### Input records ###

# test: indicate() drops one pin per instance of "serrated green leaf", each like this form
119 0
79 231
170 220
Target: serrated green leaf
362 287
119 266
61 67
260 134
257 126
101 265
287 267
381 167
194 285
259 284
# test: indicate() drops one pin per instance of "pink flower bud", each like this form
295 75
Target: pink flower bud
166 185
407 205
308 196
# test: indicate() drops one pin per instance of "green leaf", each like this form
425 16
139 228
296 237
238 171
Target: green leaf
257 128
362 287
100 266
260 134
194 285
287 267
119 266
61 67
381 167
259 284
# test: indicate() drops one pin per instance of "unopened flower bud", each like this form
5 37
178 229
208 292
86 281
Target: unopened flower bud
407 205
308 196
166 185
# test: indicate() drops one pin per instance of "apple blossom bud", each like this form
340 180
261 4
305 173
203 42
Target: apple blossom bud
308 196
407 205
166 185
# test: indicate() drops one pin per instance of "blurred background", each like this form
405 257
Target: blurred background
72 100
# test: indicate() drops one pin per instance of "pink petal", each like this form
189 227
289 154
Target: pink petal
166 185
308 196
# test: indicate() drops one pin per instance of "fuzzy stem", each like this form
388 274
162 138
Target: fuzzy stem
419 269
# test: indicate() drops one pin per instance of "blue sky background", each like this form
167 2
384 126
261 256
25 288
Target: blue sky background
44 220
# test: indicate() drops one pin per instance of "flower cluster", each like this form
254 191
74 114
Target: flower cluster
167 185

###
### Input records ###

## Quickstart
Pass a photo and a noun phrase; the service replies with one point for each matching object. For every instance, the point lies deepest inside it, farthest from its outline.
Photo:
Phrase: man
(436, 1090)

###

## What the exercise asks
Each line of the data that has the string "instance" should be returned.

## Exercise answer
# test: indicate() drops one pin per instance of "serrated green leaf", each like this form
# test: indicate() drops one pin per instance of "pink flower bud", each like this form
# test: indicate() drops one pin per instance of "green leaf", each like this form
# test: indicate() drops one pin per instance of "unopened flower bud", each like this form
# test: indicate() drops one pin per instance of "apple blossom bud", each like this form
# test: indicate() drops one pin per instance of "blurred background", each like this form
# test: indicate() drops one pin per instance of "pink petal", each like this form
# test: indicate() drops one pin per instance of "fuzzy stem", each like this form
# test: indicate() drops one pin per instance of "blue sky background", each like this form
# test: indicate() drops one pin per instance of "flower cluster", each like this form
Pass a photo and a noun phrase; the service replies with one point for each matching object. For every instance, the point lies deepest inside it, farthest from its outline.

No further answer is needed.